**Stated exercise**
Show every line from the rows below that contains the string "sole". Case counts.

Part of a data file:
----

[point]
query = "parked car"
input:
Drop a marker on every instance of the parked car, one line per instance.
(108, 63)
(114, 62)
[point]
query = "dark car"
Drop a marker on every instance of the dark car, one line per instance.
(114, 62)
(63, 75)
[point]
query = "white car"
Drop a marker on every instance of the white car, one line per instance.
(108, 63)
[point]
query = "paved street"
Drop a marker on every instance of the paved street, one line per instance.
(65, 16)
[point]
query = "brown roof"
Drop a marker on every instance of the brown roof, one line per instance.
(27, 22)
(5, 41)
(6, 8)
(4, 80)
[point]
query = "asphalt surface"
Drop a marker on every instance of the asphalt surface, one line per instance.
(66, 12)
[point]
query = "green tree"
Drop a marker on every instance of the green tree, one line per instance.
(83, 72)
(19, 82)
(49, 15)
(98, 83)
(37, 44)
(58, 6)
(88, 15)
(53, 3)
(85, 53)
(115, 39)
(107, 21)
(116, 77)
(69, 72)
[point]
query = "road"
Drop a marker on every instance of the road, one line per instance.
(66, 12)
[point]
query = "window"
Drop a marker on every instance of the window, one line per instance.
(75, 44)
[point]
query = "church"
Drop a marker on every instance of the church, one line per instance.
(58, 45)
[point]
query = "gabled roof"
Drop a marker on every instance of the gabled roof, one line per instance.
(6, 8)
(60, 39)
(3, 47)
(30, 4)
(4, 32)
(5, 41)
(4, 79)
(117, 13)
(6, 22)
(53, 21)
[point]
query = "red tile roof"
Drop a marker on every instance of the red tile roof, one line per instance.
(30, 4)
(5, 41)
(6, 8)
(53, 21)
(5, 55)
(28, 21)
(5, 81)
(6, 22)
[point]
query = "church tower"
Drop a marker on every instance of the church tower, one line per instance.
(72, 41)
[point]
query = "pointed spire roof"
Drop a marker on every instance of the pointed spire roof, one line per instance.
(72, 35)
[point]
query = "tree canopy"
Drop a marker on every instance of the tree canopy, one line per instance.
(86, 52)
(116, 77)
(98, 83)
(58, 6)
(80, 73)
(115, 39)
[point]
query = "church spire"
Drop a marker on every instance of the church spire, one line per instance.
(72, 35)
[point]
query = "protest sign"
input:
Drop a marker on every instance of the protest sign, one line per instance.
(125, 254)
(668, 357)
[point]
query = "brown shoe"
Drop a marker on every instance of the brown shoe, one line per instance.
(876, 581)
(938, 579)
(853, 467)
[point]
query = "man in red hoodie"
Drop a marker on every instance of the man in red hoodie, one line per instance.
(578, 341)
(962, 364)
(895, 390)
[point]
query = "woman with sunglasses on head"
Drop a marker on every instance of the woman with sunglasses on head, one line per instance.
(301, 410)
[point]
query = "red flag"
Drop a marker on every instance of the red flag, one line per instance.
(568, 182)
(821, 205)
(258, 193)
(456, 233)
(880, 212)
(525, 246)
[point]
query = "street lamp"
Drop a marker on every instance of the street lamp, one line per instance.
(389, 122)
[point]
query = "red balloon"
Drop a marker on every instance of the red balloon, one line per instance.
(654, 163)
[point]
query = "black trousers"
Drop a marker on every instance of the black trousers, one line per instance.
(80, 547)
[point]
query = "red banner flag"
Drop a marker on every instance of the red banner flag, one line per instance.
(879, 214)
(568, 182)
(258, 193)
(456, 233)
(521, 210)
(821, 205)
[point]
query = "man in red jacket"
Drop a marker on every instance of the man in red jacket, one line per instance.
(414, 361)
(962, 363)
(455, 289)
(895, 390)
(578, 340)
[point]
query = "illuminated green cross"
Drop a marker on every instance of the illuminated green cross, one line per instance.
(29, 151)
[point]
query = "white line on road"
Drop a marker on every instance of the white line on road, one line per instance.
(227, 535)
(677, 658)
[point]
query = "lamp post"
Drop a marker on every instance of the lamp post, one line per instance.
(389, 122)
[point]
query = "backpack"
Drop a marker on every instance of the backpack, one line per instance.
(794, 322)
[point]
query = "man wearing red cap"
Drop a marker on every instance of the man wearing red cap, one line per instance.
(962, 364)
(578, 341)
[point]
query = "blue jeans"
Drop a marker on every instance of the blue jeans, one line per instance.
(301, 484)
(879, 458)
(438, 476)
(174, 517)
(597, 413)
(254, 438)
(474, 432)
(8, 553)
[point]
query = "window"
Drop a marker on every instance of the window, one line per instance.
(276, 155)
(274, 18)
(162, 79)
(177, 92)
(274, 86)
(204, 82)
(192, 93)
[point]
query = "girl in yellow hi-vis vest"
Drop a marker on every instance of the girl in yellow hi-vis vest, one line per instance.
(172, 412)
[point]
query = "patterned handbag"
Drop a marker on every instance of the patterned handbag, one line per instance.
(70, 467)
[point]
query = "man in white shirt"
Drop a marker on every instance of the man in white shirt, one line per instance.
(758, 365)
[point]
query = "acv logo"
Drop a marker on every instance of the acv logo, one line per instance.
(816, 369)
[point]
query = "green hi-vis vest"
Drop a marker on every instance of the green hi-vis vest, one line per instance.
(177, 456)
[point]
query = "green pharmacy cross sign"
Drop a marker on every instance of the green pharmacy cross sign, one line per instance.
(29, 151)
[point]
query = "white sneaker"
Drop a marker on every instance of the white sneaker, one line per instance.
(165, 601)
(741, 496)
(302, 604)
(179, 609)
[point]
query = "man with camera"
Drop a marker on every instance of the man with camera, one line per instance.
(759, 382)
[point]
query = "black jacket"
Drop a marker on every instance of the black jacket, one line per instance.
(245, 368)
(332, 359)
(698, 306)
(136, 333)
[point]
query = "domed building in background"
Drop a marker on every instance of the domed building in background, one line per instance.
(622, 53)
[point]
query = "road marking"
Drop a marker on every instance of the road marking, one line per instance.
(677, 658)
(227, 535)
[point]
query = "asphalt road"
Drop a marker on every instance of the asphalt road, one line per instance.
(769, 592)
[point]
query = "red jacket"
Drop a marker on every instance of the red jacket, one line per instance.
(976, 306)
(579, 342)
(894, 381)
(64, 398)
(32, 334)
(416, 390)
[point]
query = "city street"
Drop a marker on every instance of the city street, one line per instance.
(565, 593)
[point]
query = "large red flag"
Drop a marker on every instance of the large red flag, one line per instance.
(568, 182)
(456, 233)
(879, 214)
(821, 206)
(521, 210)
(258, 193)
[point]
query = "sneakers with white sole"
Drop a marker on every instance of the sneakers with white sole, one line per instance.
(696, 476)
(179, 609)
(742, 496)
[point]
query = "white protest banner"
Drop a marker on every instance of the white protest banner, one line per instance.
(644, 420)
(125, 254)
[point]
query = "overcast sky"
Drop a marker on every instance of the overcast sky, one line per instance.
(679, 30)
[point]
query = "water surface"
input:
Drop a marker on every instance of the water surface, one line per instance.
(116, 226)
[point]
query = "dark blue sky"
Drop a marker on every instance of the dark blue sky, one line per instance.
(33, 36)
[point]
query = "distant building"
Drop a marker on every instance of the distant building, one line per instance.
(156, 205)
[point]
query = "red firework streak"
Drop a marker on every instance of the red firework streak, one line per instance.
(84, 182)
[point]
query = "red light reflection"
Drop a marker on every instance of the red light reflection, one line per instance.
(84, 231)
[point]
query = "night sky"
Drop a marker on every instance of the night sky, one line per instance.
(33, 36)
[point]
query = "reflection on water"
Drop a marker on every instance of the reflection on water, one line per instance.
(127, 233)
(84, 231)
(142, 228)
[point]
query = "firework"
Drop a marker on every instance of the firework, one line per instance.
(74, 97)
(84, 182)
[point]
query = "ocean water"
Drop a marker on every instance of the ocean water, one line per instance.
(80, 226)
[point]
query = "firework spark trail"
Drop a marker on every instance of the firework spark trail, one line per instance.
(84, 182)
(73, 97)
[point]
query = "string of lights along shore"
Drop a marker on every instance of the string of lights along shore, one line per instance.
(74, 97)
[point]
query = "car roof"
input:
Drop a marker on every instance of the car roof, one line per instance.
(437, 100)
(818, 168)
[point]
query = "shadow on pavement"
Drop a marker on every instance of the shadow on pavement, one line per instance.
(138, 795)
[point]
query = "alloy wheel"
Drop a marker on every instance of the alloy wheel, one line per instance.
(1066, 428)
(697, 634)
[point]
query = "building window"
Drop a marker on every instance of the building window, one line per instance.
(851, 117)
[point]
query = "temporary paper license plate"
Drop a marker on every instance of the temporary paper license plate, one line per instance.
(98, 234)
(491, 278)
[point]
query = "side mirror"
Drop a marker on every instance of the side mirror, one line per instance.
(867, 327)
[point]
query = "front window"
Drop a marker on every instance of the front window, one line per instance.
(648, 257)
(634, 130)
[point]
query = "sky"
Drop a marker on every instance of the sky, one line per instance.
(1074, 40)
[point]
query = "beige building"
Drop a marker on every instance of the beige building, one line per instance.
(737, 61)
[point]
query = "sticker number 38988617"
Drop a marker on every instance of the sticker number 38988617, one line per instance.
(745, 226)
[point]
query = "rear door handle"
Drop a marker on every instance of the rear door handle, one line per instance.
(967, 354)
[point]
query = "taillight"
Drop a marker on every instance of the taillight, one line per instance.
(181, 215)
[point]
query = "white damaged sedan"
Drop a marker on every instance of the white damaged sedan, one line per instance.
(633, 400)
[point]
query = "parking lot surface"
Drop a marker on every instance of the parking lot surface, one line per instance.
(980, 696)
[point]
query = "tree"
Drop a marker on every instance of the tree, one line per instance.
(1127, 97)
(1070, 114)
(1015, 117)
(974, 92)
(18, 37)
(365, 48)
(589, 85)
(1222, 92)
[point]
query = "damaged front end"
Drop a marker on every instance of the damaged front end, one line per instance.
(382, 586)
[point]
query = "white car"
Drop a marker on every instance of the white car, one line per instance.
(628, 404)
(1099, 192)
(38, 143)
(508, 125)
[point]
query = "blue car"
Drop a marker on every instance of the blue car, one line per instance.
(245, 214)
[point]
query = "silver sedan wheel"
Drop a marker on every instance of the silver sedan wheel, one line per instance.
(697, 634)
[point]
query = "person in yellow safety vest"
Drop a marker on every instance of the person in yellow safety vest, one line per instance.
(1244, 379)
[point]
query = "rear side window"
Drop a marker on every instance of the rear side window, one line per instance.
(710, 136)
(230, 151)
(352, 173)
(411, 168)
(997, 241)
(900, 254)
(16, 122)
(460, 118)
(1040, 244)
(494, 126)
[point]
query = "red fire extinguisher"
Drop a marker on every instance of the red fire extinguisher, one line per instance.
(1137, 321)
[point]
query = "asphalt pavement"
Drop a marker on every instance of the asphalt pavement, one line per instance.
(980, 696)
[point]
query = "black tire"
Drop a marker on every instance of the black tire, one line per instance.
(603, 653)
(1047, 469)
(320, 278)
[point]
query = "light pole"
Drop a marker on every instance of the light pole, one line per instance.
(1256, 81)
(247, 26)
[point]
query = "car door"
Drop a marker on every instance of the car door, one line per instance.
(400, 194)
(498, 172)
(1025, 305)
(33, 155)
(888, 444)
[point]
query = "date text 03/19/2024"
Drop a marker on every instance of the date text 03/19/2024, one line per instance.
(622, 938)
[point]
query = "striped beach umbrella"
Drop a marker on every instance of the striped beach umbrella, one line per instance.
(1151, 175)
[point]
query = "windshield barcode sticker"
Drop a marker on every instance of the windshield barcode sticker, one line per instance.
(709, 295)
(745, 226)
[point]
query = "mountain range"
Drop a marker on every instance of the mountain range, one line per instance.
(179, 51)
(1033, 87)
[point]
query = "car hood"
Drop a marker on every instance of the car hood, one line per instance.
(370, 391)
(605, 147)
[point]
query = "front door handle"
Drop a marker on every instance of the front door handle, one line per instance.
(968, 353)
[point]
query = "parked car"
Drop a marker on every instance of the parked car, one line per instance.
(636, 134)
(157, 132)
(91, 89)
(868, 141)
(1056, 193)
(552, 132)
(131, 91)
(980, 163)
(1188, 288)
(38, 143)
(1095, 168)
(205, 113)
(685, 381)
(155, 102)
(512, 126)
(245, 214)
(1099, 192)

----

**Solution to the problem**
query = "sneakers with white sole"
Drop a marker on every instance of the sneakers with white sole, one line per instance.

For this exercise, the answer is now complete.